◆ JOB
Transcribe the lines exactly, beginning with the one that contains "point: the corrugated" and ending with the final line of the records. Do not transcribe pictures.

◆ PROVIDED INFORMATION
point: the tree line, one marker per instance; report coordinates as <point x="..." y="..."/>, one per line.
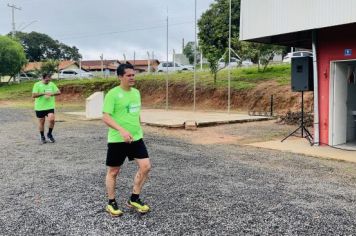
<point x="17" y="51"/>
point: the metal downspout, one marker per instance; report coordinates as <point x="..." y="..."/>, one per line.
<point x="316" y="90"/>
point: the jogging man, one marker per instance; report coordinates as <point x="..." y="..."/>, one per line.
<point x="44" y="91"/>
<point x="121" y="113"/>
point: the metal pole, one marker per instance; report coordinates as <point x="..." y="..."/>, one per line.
<point x="148" y="62"/>
<point x="229" y="69"/>
<point x="271" y="105"/>
<point x="195" y="57"/>
<point x="302" y="113"/>
<point x="167" y="65"/>
<point x="134" y="58"/>
<point x="316" y="90"/>
<point x="13" y="7"/>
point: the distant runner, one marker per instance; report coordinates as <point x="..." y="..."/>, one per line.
<point x="121" y="113"/>
<point x="44" y="91"/>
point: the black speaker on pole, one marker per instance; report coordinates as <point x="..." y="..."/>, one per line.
<point x="302" y="74"/>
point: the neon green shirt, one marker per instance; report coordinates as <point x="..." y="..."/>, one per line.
<point x="124" y="107"/>
<point x="42" y="102"/>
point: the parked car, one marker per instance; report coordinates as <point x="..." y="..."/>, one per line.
<point x="24" y="76"/>
<point x="170" y="66"/>
<point x="74" y="73"/>
<point x="234" y="62"/>
<point x="288" y="57"/>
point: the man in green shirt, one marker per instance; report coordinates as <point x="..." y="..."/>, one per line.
<point x="121" y="113"/>
<point x="43" y="92"/>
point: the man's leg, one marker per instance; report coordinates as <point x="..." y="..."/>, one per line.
<point x="51" y="120"/>
<point x="41" y="122"/>
<point x="110" y="182"/>
<point x="144" y="166"/>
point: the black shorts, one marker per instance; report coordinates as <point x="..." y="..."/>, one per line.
<point x="117" y="152"/>
<point x="42" y="114"/>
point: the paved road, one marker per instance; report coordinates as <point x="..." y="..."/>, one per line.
<point x="194" y="189"/>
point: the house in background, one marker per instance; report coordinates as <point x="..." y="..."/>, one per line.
<point x="108" y="67"/>
<point x="328" y="27"/>
<point x="63" y="65"/>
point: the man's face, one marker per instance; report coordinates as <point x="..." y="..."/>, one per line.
<point x="47" y="79"/>
<point x="128" y="79"/>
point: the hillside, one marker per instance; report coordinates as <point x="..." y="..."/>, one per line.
<point x="250" y="90"/>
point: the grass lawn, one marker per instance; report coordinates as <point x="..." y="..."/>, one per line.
<point x="241" y="78"/>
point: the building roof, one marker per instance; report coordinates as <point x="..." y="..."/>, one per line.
<point x="31" y="66"/>
<point x="291" y="22"/>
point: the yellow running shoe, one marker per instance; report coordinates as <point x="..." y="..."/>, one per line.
<point x="113" y="209"/>
<point x="138" y="206"/>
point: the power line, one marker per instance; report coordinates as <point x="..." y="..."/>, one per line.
<point x="13" y="7"/>
<point x="124" y="31"/>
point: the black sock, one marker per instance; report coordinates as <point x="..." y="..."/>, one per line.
<point x="134" y="197"/>
<point x="112" y="201"/>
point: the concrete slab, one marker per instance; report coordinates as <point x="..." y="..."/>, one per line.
<point x="178" y="118"/>
<point x="302" y="146"/>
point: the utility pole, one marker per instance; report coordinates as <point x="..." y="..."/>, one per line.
<point x="167" y="66"/>
<point x="13" y="17"/>
<point x="195" y="56"/>
<point x="174" y="60"/>
<point x="148" y="62"/>
<point x="102" y="65"/>
<point x="229" y="73"/>
<point x="134" y="58"/>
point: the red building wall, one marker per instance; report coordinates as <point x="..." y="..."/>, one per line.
<point x="332" y="43"/>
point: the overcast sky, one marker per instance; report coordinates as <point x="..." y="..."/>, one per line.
<point x="111" y="27"/>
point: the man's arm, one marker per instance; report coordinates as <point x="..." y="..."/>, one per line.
<point x="36" y="95"/>
<point x="112" y="124"/>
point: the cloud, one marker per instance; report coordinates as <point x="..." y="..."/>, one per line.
<point x="111" y="27"/>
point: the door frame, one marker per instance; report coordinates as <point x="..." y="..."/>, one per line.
<point x="331" y="98"/>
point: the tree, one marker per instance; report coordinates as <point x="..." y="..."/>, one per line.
<point x="48" y="67"/>
<point x="214" y="30"/>
<point x="39" y="47"/>
<point x="12" y="57"/>
<point x="188" y="51"/>
<point x="258" y="52"/>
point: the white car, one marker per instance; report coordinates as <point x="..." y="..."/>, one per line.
<point x="74" y="73"/>
<point x="288" y="57"/>
<point x="170" y="66"/>
<point x="234" y="62"/>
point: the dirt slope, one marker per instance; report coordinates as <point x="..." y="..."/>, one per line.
<point x="181" y="96"/>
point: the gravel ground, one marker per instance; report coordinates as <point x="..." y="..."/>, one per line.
<point x="194" y="189"/>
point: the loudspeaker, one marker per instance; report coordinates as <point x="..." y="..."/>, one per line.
<point x="302" y="74"/>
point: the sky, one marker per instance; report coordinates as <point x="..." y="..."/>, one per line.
<point x="113" y="28"/>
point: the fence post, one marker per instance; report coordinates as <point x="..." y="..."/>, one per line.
<point x="271" y="105"/>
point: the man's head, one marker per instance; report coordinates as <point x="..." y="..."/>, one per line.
<point x="46" y="77"/>
<point x="126" y="74"/>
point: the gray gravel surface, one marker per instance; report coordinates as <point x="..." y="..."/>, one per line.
<point x="58" y="189"/>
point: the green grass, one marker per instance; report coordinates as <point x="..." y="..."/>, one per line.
<point x="241" y="79"/>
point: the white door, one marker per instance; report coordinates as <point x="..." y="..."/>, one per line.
<point x="339" y="105"/>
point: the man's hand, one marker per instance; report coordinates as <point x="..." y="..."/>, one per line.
<point x="127" y="136"/>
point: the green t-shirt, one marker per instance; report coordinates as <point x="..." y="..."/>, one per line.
<point x="43" y="102"/>
<point x="124" y="107"/>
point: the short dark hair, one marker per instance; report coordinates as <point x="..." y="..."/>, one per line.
<point x="122" y="67"/>
<point x="44" y="75"/>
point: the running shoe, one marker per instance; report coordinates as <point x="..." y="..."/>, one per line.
<point x="138" y="205"/>
<point x="50" y="137"/>
<point x="113" y="209"/>
<point x="43" y="140"/>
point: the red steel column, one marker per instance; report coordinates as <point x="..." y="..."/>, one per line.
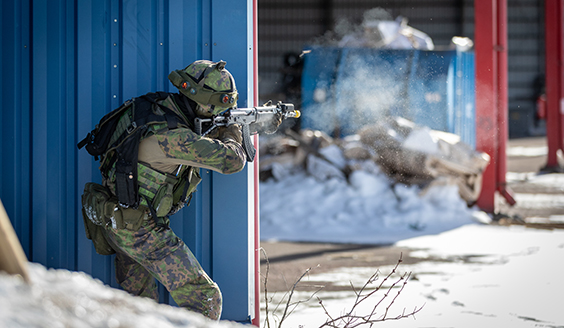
<point x="502" y="100"/>
<point x="256" y="320"/>
<point x="486" y="96"/>
<point x="491" y="96"/>
<point x="554" y="85"/>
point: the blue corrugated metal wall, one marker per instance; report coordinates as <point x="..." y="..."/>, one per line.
<point x="64" y="65"/>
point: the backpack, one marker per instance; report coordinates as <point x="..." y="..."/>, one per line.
<point x="115" y="141"/>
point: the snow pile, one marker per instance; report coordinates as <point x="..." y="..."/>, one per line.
<point x="377" y="30"/>
<point x="508" y="277"/>
<point x="390" y="182"/>
<point x="61" y="298"/>
<point x="368" y="210"/>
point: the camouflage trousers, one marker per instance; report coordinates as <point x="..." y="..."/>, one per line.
<point x="152" y="253"/>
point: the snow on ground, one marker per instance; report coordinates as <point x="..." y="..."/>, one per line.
<point x="65" y="299"/>
<point x="470" y="274"/>
<point x="368" y="210"/>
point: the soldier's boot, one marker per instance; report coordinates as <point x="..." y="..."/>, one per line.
<point x="200" y="295"/>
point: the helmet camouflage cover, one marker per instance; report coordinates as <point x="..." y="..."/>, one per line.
<point x="207" y="83"/>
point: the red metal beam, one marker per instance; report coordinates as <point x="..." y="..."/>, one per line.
<point x="502" y="100"/>
<point x="554" y="85"/>
<point x="486" y="96"/>
<point x="490" y="44"/>
<point x="256" y="320"/>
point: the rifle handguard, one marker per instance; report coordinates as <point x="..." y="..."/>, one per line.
<point x="248" y="147"/>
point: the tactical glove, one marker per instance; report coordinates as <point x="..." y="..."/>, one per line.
<point x="232" y="132"/>
<point x="266" y="127"/>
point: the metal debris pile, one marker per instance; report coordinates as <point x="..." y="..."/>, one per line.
<point x="405" y="152"/>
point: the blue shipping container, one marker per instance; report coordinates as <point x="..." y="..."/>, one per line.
<point x="430" y="88"/>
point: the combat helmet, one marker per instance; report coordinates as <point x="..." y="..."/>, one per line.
<point x="207" y="83"/>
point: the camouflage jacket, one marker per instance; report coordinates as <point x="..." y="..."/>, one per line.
<point x="167" y="150"/>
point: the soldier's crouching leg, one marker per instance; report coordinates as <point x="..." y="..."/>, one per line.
<point x="169" y="260"/>
<point x="134" y="278"/>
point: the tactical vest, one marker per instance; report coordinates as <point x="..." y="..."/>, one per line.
<point x="116" y="141"/>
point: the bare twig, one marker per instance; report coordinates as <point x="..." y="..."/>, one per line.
<point x="352" y="320"/>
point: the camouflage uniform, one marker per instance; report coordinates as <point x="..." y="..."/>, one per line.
<point x="151" y="252"/>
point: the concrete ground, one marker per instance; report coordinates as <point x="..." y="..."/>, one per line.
<point x="287" y="261"/>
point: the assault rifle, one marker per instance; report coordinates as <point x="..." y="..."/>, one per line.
<point x="259" y="116"/>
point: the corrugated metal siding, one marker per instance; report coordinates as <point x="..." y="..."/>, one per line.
<point x="287" y="26"/>
<point x="67" y="63"/>
<point x="525" y="60"/>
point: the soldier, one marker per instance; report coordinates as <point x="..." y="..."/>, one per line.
<point x="168" y="163"/>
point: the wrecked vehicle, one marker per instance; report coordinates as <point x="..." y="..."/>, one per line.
<point x="408" y="153"/>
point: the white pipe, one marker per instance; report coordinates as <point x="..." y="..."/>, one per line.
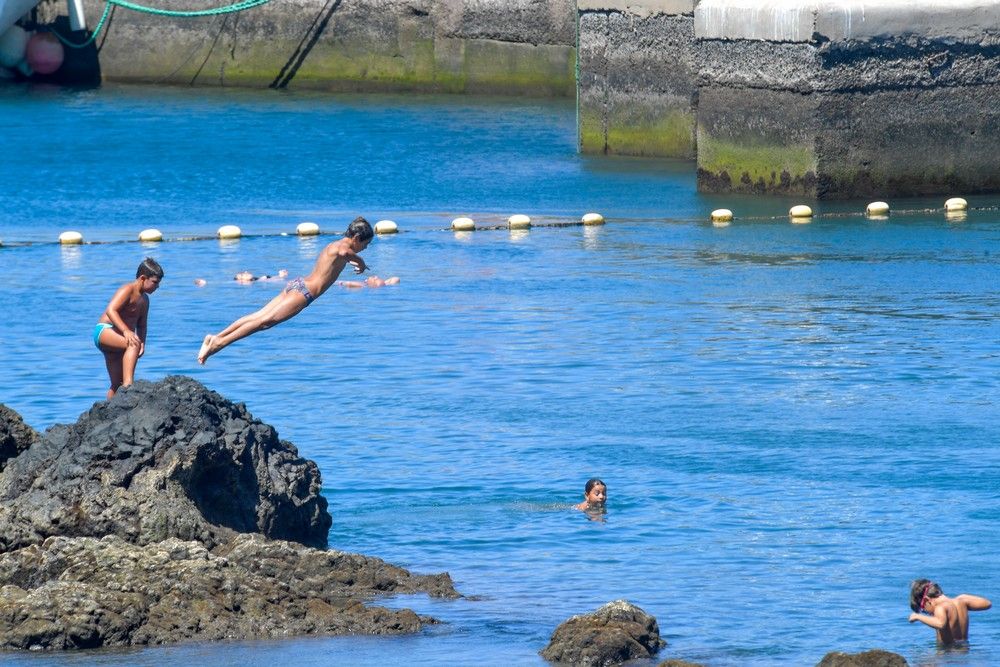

◆ FINAL RESULT
point: the corrugated metal siding, one marker per instance; report coordinates as <point x="..." y="..."/>, one per line.
<point x="287" y="26"/>
<point x="67" y="63"/>
<point x="525" y="60"/>
point: the soldier, one marker per instance; report coordinates as <point x="..." y="..."/>, one per line.
<point x="168" y="163"/>
point: the wrecked vehicle, one marker per instance; report coordinates as <point x="..." y="..."/>, one per line.
<point x="408" y="153"/>
point: the white pipe, one marker per instance; report coordinates as <point x="..." y="..."/>, one per line.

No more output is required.